* _Ausgangstext_
/---

    Auch bei den Paralympics wird Bensusan wieder kleine Sprünge machen und ein kurzes Gebet sprechen. In Paris startete die 33-Jährige über 200 Meter und 100 Meter Sprint, über die 200 Meter gewann sie Bronze. Der Deutschlandfunk hat in den Monaten vor den Paralympics immer wieder mit ihr über die Vorbereitung auf das Karriereende gesprochen.

    Karriereende nach den Paralympics

    Neben ihren Skippings und dem Gebet wird Bensusan dann auch wieder der Strecke schon vor dem Start einmal gedanklich durchlaufen: "Vor den 200 versuche ich die Kurve zu laufen wirklich in meinem Kopf", sagte sie. Hunderte Male wird sie das schon so gemacht haben. Am Dienstag wird es allerdings besonders, denn es wird das letzte Mal sein. Nach den Paralympics wird Irmgard Bensusan ihre Karriere beenden.
    Fünf paralympische Silbermedaillen und vier WM-Titel hat Bensusan in ihrer Karriere unter anderem gewonnen. Dazu hält sie in ihrer Klassifikation (T44) sowohl den paralympischen Rekord über 200 Meter (26,41 Sekunden), als auch den Weltrekord (26,15). Ein Ziel für Paris habe sie nicht, sagte sie, sie wolle einfach Spaß haben: "Ich will laufen, weil ich es als Kind einfach geliebt habe, zu laufen. Und ich gehe in die Rennen in Paris und sage mir: Hey, ich liebe das, egal was dabei rauskommt."

\---

* _Vorgegebene Zeilen_
/---

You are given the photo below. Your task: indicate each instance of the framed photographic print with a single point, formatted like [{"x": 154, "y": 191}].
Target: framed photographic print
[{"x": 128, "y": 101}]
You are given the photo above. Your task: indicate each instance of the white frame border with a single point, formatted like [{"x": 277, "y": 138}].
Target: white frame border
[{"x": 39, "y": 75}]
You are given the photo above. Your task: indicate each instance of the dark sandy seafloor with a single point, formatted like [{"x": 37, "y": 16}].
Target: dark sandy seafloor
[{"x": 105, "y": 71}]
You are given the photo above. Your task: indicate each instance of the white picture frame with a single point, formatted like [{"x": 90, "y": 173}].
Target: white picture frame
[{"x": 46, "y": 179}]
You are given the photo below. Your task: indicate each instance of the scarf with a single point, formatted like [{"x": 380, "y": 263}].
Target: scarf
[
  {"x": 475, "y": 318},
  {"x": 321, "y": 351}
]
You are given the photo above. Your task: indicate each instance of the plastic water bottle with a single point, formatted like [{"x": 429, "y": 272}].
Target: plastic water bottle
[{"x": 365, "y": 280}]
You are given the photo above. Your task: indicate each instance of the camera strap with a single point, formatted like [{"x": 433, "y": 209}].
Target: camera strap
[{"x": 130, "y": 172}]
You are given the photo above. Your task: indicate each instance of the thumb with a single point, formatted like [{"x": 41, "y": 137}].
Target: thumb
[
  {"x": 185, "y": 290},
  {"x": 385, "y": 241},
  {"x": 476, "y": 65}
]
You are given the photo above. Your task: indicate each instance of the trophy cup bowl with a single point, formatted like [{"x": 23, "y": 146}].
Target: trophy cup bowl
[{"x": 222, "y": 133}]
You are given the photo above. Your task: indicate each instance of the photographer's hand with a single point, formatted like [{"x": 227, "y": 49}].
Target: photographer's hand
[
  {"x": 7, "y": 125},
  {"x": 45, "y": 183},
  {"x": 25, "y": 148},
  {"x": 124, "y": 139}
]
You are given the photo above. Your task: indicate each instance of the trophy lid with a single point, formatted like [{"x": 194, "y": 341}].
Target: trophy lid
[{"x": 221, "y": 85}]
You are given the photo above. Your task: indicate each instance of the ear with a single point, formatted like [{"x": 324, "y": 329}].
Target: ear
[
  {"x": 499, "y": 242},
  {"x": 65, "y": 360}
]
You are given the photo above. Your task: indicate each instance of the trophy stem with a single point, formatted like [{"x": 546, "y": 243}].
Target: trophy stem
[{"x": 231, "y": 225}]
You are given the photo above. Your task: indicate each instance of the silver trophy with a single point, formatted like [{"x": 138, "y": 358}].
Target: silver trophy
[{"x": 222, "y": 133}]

\---

* _Aufgabe 1_
Gib für jede der folgenden Aussagen an, ob sie mit dem Text über Irmgard Bensusan übereinstimmt, und antworte jeweils mit Ja oder Nein sowie den entscheidenden Worten des Textes als wörtlichem Zitat.
(a) Bensusan gewann in Paris über 200 Meter Bronze.
(b) Bensusans Weltrekord über 200 Meter in ihrer Klassifikation liegt bei 26,41 Sekunden.
(c) Bensusan hatte für Paris ein festes Ziel.
* _Aufgabe 2_
Schreibe den Text über Irmgard Bensusan im Anschluss an seinen letzten Satz weiter.

* _Antwortbereich 1_
(a) Ja: „über die 200 Meter gewann sie Bronze“
(b) Nein: „sowohl den paralympischen Rekord über 200 Meter (26,41 Sekunden), als auch den Weltrekord (26,15)“
(c) Nein: „Ein Ziel für Paris habe sie nicht“

* _Antwortbereich 2_
    Bensusan stammt gebürtig aus Südafrika

    Ende des Jahres wird Bensusan dann nach Südafrika zurückkehren, zurück zu Freunden und Familie. Denn Bensusan startet zwar für Deutschland und den TSV Bayer 04 Leverkusen, stammt gebürtig jedoch aus Pretoria. Schon als Kind träumte sie von einer Teilnahme an den Olympischen Spielen. Doch dann verletzte sich Bensusan im Alter von 18 Jahren folgenschwer.
    Bei den nationalen Meisterschaften in Südafrika stürzte Bensusan über eine Hürde. Später erhielt sie die Diagnos "Drop Foot", ein unheilbarer Nervenschaden im rechten Unterschenkel. Bensusan kann ihren Fuß seitdem nicht mehr aus eigener Kraft hochziehen. Seitdem läuft seitdem läuft sie mit einer Orthese, die "Schluffi" stützt - so nennt Bensusan liebevoll ihren Fuß.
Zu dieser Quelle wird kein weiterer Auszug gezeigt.